• **ACTIVITY**: Go through the data below. Pull out every line that has the word "curly".

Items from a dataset
|---|
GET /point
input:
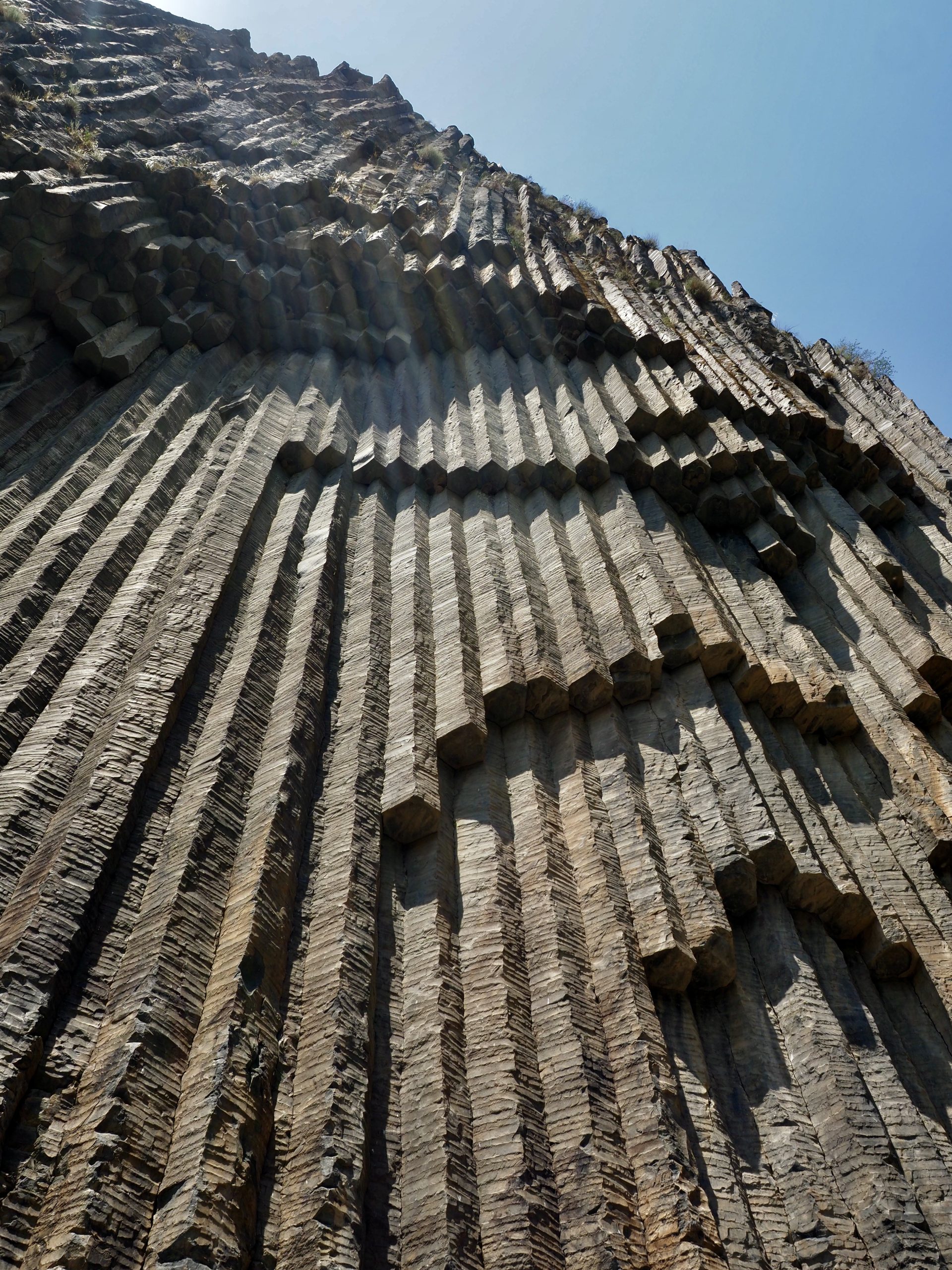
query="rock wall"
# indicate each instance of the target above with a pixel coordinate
(475, 765)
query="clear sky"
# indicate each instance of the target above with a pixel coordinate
(803, 148)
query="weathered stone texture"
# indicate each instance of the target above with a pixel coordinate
(475, 763)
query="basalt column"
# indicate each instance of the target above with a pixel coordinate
(475, 695)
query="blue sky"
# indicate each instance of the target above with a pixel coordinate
(805, 149)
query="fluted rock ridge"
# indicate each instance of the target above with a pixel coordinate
(475, 763)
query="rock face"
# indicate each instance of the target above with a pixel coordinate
(475, 776)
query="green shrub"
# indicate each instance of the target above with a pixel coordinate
(434, 157)
(864, 361)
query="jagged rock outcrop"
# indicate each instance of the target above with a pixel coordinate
(475, 763)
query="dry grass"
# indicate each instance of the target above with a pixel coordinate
(699, 291)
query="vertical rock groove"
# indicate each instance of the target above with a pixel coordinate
(475, 695)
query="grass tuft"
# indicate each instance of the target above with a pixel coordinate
(699, 291)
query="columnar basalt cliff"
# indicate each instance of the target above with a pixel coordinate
(475, 765)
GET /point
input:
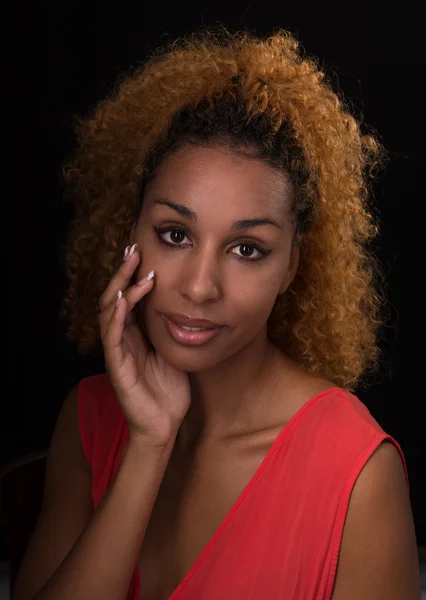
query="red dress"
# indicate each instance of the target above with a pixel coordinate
(281, 538)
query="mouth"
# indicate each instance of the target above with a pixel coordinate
(190, 336)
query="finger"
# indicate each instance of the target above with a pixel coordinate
(132, 296)
(120, 280)
(135, 293)
(112, 341)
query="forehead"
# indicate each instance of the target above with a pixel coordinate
(218, 180)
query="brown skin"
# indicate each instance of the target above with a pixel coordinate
(243, 390)
(243, 393)
(205, 278)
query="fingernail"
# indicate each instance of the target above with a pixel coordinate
(147, 278)
(132, 249)
(119, 295)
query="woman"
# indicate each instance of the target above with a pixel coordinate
(223, 453)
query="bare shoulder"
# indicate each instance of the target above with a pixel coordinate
(297, 385)
(378, 553)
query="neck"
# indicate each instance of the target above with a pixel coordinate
(228, 398)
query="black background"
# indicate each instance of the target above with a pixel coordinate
(67, 56)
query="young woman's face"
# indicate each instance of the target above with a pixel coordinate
(206, 266)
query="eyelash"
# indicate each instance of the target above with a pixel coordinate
(160, 230)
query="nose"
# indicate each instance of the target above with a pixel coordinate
(200, 279)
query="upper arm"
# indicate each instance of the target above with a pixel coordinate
(67, 504)
(378, 554)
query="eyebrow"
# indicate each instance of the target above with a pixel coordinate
(186, 212)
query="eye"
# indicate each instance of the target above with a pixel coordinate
(248, 249)
(177, 234)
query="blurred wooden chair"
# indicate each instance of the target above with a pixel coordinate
(22, 484)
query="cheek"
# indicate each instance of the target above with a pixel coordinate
(252, 301)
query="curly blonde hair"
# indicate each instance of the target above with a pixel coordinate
(259, 95)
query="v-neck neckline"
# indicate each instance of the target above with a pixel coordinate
(243, 495)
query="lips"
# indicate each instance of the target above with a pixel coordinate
(186, 321)
(189, 338)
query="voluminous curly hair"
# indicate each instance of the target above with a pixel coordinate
(259, 96)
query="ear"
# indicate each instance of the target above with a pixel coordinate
(292, 268)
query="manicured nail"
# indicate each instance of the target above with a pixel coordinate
(119, 295)
(147, 278)
(132, 249)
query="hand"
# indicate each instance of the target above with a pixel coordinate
(154, 396)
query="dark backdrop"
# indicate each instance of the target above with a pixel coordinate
(67, 56)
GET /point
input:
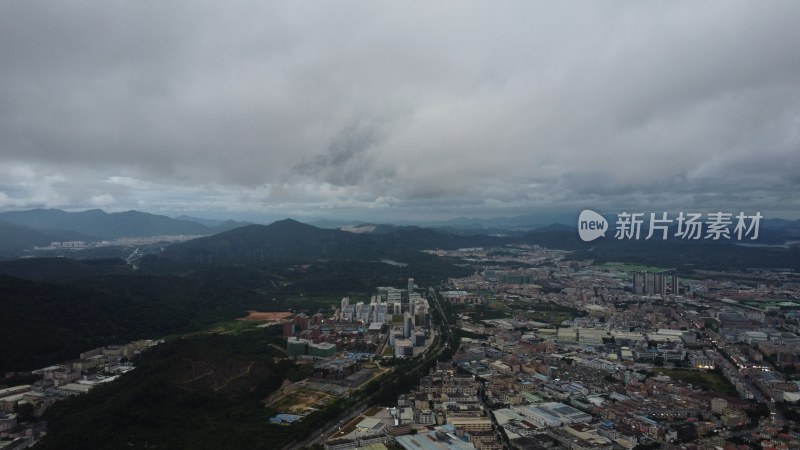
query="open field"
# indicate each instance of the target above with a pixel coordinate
(300, 400)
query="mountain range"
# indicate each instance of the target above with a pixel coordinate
(289, 239)
(22, 230)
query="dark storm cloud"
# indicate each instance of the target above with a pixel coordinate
(414, 107)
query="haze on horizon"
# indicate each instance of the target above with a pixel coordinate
(399, 110)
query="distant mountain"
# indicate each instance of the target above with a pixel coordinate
(228, 225)
(209, 223)
(103, 225)
(62, 269)
(288, 240)
(216, 226)
(15, 239)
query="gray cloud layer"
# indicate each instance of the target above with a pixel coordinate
(399, 108)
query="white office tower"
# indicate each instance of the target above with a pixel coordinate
(407, 325)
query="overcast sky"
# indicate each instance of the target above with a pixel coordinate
(391, 110)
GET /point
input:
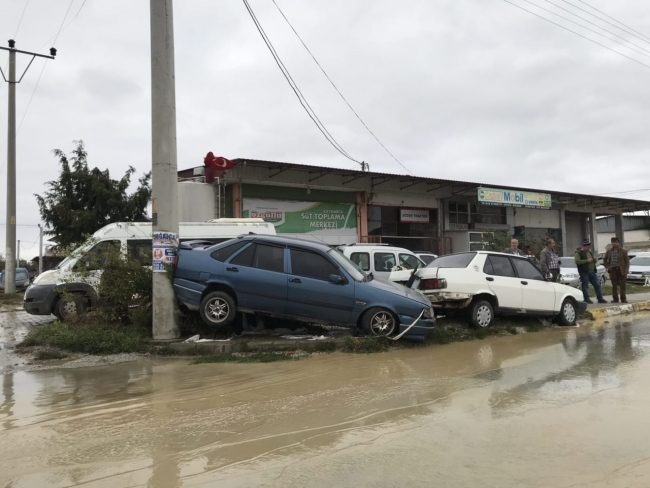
|---|
• **REPLY**:
query="curly blonde hair"
query="voluminous curly hair"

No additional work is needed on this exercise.